In the Garden of Eden, during the fall of man, God asked Adam: "Have you eaten of the tree of which I commanded you not to eat?" Adam answered by blaming his wife, Eve. And when God asked the woman: "What is this that you have done?" Eve responded by blaming the serpent. Man's inability to take responsibility for his wrongs, it seems, was embedded in his genetic makeup from the beginning of time.
In my twenty-five years in private practice, there has been plenty of serpents to blame for my personal and business woes. I was never short of excuses for my failures, shielding myself in the process from my inadequacies. I had also witnessed dozens of colleagues abandoning the medical profession, driven to other fields, and hiding behind similar excuses to mine for their failure.
Some had gone on to thrive in their newly found occupations, but for others, disappointment stalked the rest of their professional lives. For the latter, I am certain no other question tormented them more than: What does it take to win? What does it take to get things right in their floundering medical practises?
Winning in business is a seminal objective since success extends beyond the individual. Not only do our health practises prosper but also our families, children and marriages win. Winning at work can lead to being a champion at home. If for anything else then, that is why the message contained in Dr. Makuluma's compelling and riveting book is vital. Inspired by his own experience, and profoundly stirred by the doom he witnessed in private practice, the author's sublime 'project' reminds us that success, and indeed failure in health care practice, is often not by accident.
Success, he tells us, is a choice. When we run a race, we should do so with the mind of a champion: and that is do so with a plan to win and not surrender to the myriad business setbacks endemic in the medical profession.
In "The Business of Health Care" Dr. Makuluma gives us his blueprint-a strategy which when properly executed would eliminate flaws in private health practice, unravel the mystery behind success, and lead to victory. The genius of his plan is the sheer simplicity of its precepts. The author readily confronts the complexities of running a medical practice with carefully thought out principles, and with also simple but deliberate language.
From the outset, he jolts the reader with invaluable advice: The key to successfully operate a health practice is to be financially literate. This is the "basic formula", he writes, for operating any business. On the surface this observation is obvious, and yet it remains the cardinal reason for the failure of many health practises.
It has also been stated repeatedly in several different ways throughout the ages. "A fool and his money are soon parted": goes the old adage. "The men who can manage men manage the men who can manage things, and the men who can manage money, manage all." _Will And Ariel Durant, The Lesson of History.

■ ■ ■ ■ ■ ■ ■

Your goal: Copy the stretch of the text from "From the outset, he" through "many health practises.", changing "financially literate" to "fluent in finance".

■ ■ ■ ■ ■ ■ ■

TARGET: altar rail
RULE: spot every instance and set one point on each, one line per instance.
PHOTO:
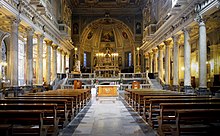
(129, 86)
(120, 75)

■ ■ ■ ■ ■ ■ ■

Written reply:
From the outset, he jolts the reader with invaluable advice: The key to successfully operate a health practice is to be fluent in finance. This is the "basic formula", he writes, for operating any business. On the surface this observation is obvious, and yet it remains the cardinal reason for the failure of many health practises.